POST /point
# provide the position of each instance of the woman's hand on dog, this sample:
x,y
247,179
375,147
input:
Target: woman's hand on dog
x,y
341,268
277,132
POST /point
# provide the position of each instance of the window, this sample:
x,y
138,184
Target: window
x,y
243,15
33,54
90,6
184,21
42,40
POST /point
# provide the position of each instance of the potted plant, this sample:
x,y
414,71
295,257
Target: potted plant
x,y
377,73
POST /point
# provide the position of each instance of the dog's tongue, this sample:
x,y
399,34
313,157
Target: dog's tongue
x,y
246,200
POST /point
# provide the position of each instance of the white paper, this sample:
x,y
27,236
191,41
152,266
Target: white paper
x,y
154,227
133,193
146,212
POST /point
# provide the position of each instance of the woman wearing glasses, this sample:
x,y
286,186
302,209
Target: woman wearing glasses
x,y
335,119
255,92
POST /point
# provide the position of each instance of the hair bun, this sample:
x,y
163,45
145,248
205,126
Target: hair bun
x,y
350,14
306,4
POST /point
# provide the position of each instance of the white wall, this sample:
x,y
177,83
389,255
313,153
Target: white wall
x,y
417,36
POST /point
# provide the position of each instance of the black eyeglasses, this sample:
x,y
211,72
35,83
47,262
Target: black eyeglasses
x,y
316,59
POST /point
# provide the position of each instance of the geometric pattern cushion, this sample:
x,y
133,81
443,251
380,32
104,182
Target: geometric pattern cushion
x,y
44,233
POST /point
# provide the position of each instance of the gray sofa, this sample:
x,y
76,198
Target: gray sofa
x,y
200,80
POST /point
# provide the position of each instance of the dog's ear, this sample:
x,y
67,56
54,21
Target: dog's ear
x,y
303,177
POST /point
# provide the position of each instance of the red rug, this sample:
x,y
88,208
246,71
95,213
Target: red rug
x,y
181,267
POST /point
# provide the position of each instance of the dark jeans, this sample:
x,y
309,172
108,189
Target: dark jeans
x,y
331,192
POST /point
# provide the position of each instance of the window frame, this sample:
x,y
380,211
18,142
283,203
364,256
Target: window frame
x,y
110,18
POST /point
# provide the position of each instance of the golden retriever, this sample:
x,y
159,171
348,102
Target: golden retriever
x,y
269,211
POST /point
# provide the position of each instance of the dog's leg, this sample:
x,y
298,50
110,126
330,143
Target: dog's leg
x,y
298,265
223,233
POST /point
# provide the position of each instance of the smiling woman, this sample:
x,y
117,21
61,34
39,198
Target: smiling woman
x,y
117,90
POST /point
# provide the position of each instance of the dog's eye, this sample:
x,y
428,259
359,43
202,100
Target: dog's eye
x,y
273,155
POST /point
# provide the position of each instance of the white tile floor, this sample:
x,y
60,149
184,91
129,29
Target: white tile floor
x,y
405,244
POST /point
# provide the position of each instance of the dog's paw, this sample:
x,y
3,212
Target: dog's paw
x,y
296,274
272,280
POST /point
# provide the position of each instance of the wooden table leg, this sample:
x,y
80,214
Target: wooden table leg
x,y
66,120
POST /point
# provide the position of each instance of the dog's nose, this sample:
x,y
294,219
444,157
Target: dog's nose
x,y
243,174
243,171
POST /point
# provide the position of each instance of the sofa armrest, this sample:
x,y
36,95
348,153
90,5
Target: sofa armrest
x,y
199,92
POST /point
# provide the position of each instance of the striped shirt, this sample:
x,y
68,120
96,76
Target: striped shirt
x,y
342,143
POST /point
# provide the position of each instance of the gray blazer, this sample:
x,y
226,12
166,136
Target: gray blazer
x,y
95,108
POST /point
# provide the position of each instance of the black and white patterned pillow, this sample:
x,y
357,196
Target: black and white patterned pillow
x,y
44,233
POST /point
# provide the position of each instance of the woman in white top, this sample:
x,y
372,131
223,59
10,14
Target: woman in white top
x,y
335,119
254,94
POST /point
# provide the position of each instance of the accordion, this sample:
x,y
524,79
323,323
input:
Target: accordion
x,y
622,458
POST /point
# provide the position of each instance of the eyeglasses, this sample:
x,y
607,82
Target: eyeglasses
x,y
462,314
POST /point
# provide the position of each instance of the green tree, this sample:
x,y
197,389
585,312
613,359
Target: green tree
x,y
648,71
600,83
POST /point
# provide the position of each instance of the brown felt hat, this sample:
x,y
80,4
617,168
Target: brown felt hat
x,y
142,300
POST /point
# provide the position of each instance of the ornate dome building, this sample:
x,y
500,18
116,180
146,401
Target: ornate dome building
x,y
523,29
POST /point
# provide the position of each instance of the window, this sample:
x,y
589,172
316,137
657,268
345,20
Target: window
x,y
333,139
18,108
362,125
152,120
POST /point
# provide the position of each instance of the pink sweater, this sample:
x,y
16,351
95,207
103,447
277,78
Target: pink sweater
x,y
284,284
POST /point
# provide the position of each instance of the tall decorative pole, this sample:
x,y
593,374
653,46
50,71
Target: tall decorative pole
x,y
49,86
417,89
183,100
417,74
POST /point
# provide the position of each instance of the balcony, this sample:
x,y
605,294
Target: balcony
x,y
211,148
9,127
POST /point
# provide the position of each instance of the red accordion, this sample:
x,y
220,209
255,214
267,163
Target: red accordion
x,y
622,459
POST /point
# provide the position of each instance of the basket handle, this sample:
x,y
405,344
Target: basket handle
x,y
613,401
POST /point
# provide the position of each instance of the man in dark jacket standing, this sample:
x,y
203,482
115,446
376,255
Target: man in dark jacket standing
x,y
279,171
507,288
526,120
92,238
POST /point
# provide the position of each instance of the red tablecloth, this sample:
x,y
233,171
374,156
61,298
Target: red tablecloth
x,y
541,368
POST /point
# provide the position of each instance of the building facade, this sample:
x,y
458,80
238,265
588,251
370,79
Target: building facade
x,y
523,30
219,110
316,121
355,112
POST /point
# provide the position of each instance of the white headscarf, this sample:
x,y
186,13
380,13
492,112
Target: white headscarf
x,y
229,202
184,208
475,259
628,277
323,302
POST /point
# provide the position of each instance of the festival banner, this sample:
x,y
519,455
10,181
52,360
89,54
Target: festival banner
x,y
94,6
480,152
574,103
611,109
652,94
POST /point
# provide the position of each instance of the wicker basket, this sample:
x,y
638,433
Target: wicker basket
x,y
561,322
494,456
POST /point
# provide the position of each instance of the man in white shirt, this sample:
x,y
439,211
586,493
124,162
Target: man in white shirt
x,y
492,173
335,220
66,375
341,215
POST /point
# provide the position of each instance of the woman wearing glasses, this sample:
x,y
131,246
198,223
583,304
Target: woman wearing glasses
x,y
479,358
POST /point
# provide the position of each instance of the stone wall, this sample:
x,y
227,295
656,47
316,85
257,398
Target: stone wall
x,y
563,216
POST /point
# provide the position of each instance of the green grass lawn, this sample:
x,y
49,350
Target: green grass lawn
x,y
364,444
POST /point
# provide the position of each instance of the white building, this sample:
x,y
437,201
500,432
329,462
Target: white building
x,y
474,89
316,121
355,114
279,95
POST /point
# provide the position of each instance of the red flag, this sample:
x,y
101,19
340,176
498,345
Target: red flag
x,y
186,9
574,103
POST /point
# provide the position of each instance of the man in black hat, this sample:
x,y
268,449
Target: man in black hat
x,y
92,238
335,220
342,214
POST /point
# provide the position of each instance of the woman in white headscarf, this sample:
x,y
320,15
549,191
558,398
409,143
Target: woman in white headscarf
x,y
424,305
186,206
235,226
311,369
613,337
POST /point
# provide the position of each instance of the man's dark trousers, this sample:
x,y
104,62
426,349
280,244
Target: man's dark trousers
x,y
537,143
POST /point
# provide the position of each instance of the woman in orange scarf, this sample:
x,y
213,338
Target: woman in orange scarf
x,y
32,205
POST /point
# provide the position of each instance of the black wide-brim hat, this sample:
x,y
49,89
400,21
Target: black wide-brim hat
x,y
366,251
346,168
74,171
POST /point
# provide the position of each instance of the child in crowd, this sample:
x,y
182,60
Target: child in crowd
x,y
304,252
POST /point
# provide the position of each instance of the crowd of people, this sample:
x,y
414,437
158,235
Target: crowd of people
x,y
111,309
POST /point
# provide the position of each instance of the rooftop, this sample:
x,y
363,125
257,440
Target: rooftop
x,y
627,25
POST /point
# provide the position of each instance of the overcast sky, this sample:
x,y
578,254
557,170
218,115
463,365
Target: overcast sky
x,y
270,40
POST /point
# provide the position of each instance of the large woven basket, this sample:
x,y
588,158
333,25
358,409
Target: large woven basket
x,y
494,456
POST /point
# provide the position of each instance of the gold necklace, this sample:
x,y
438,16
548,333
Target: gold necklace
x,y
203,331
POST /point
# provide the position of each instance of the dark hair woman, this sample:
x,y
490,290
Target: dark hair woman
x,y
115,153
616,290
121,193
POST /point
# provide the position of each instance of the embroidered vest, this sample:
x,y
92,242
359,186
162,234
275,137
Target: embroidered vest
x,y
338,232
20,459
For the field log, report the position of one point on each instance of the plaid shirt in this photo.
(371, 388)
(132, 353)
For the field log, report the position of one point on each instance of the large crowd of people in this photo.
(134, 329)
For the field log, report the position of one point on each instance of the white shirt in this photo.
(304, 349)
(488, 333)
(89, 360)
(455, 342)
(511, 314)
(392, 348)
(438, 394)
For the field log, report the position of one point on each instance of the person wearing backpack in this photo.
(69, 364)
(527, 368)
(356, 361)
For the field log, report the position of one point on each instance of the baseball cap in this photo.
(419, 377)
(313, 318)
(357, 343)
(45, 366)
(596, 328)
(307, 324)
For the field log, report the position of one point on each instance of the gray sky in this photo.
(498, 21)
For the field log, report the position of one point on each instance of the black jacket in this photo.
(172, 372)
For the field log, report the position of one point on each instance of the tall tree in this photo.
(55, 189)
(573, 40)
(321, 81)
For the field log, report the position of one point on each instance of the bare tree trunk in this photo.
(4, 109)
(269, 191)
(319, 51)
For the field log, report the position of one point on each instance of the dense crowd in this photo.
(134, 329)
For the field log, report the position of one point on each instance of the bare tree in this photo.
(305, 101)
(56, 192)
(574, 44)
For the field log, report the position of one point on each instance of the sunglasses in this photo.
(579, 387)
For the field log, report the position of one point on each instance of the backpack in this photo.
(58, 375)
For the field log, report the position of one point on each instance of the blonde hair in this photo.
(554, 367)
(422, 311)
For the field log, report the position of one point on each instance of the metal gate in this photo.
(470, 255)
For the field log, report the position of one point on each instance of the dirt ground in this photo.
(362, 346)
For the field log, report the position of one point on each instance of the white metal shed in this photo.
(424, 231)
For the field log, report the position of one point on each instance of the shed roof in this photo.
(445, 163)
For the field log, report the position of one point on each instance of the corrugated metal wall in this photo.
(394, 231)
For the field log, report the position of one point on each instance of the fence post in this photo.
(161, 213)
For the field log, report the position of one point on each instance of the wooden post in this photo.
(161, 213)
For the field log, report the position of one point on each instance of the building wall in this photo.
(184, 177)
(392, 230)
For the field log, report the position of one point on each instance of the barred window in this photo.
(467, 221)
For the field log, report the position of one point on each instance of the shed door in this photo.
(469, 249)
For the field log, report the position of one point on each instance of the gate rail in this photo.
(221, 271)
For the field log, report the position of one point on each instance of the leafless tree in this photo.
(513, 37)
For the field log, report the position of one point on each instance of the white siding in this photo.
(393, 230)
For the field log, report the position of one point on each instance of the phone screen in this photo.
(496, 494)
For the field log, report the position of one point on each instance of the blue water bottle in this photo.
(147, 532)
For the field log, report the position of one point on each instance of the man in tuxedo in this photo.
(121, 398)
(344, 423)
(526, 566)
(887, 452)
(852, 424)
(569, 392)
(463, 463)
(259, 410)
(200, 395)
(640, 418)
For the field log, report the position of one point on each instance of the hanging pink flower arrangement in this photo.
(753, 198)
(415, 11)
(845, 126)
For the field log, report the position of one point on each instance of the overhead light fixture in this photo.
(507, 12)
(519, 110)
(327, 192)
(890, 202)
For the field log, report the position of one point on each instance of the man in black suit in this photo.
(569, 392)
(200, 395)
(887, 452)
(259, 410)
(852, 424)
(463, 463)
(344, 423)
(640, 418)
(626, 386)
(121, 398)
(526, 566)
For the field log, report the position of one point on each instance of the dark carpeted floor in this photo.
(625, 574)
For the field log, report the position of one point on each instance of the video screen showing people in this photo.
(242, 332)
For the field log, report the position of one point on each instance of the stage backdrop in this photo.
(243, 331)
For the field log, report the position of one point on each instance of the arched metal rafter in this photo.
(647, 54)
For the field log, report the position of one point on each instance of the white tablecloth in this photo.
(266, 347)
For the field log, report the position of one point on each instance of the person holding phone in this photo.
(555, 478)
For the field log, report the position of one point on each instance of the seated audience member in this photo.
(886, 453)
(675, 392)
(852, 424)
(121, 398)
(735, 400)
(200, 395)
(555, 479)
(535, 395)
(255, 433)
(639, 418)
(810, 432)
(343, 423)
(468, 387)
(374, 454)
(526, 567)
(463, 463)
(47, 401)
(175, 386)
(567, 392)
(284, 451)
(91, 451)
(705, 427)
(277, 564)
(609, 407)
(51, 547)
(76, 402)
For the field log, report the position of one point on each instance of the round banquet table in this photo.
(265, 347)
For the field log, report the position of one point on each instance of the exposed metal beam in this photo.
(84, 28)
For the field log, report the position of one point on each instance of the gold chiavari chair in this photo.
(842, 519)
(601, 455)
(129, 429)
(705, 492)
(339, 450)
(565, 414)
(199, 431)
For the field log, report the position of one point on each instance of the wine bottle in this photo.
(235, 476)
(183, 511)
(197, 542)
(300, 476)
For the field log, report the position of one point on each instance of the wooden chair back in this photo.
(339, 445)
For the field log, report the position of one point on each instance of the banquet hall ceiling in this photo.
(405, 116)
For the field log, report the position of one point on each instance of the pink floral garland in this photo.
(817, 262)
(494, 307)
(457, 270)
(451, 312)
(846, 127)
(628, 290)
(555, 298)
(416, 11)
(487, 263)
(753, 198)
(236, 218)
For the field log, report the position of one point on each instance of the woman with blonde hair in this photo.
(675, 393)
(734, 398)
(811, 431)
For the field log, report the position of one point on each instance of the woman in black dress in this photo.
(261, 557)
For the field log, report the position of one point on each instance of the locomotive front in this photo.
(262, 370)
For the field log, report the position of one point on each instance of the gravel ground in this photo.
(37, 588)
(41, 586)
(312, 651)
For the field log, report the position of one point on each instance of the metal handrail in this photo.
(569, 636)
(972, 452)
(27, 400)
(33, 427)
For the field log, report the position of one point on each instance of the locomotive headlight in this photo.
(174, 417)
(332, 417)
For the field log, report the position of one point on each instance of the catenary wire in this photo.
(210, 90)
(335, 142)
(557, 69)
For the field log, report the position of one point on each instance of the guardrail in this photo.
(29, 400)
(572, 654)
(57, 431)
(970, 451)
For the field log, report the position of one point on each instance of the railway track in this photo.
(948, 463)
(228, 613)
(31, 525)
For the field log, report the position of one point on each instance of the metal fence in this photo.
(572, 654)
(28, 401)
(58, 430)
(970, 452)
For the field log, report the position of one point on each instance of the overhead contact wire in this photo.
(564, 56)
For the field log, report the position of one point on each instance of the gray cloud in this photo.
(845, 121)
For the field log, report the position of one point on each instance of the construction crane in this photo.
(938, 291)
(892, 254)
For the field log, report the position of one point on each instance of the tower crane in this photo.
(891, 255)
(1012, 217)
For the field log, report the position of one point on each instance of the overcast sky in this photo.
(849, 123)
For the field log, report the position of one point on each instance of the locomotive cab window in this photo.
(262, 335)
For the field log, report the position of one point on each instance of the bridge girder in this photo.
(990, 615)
====
Aim of the task: Could you please copy the lines of the listing above exactly, from its first line through the line bearing "# provide the position of each instance of the geometric", and nothing more?

Result of this task:
POST /point
# provide the position of each instance of the woman's hand on dog, this sample:
x,y
247,179
375,147
input:
Target: woman's hand on dog
x,y
341,268
277,132
POST /point
# provide the position of each instance of the window, this sample:
x,y
138,184
Target: window
x,y
243,15
33,54
90,6
184,21
42,40
POST /point
# provide the position of each instance of the potted plant, this sample:
x,y
414,71
295,257
Target: potted plant
x,y
377,73
POST /point
# provide the position of each instance of the dog's tongue, this sample:
x,y
399,34
313,157
Target: dog's tongue
x,y
246,200
POST /point
# provide the position of each instance of the white paper, this sample:
x,y
27,236
191,41
152,266
Target: white paper
x,y
154,227
133,193
146,212
POST /point
# provide the position of each instance of the woman wearing glasses, this sample:
x,y
286,186
302,209
Target: woman wearing glasses
x,y
335,119
255,92
POST /point
# provide the position of each instance of the hair bun, this sample:
x,y
163,45
145,248
205,126
Target: hair bun
x,y
350,14
306,4
POST /point
# provide the position of each instance of the white wall, this sample:
x,y
177,83
389,255
313,153
Target: white wall
x,y
417,36
POST /point
# provide the position of each instance of the black eyeglasses, this sample:
x,y
211,72
35,83
47,262
Target: black eyeglasses
x,y
316,59
POST /point
# provide the position of each instance of the geometric pattern cushion, this sample:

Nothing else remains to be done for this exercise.